In Virginia, Hope Grows on Trees


Thirteen residents from Norfolk gathered to plant more than 40 native trees in Poplar Hall Park, part of a three-day effort to help prevent further erosion of the banks of a stream that runs through the park.

Vanessa Remmers

Virginia’s trees are disappearing. A tree planting in Norfolk—and conservation efforts from state lawmakers—offer signs of hope

From the banks of the stream running through Poplar Hall Park and into the Elizabeth River, Karen Cifranick could still hear the whine of 18-wheeler trucks and cars.

But the sound felt distant. Tucked behind some old growth trees and sprawling green space, Poplar Hall Park’s stream can make Interstate 264’s traffic—and the rest of Norfolk’s development—seem, at least a little, like a different world.

It’s a feeling Cifranick and other volunteers hoped to preserve as much as they could. With shovels in hand, 13 residents from around the region teamed up with CBF and the City of Norfolk to plant just over 41 native trees in the park earlier this month.

In the past decade, there's been an alarming loss of Virginia's tree canopy.

The sweet bay magnolias and little blue stems were chosen for their enhanced ability to prevent further erosion of the stream’s banks.

Entries shown -
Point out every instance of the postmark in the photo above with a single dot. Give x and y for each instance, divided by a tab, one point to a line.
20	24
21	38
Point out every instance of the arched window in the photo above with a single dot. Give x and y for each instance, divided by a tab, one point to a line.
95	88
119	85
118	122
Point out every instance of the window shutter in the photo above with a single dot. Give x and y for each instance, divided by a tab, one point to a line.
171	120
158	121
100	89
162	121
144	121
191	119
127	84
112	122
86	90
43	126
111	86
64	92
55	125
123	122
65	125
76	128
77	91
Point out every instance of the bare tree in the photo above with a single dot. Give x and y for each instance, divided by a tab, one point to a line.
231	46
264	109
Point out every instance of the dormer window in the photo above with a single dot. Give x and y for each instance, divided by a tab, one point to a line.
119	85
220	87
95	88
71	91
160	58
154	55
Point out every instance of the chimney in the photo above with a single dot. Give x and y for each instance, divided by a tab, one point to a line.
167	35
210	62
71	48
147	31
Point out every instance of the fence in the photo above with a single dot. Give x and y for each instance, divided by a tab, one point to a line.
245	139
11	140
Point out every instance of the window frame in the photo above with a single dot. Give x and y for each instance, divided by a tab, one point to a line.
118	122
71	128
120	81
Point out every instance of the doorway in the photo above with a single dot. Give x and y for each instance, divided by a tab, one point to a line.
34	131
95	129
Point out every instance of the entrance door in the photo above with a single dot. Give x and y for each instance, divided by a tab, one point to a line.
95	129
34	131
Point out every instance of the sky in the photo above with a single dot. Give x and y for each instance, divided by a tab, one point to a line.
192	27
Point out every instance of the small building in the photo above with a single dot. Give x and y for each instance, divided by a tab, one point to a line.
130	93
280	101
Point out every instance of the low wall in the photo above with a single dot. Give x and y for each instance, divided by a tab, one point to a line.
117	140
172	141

Written problem - Reproduce word for word the portion of the Norfolk tree-planting article that opens with "From the banks" and closes with "the stream’s banks.".

Result for this exercise -
From the banks of the stream running through Poplar Hall Park and into the Elizabeth River, Karen Cifranick could still hear the whine of 18-wheeler trucks and cars.

But the sound felt distant. Tucked behind some old growth trees and sprawling green space, Poplar Hall Park’s stream can make Interstate 264’s traffic—and the rest of Norfolk’s development—seem, at least a little, like a different world.

It’s a feeling Cifranick and other volunteers hoped to preserve as much as they could. With shovels in hand, 13 residents from around the region teamed up with CBF and the City of Norfolk to plant just over 41 native trees in the park earlier this month.

In the past decade, there's been an alarming loss of Virginia's tree canopy.

The sweet bay magnolias and little blue stems were chosen for their enhanced ability to prevent further erosion of the stream’s banks.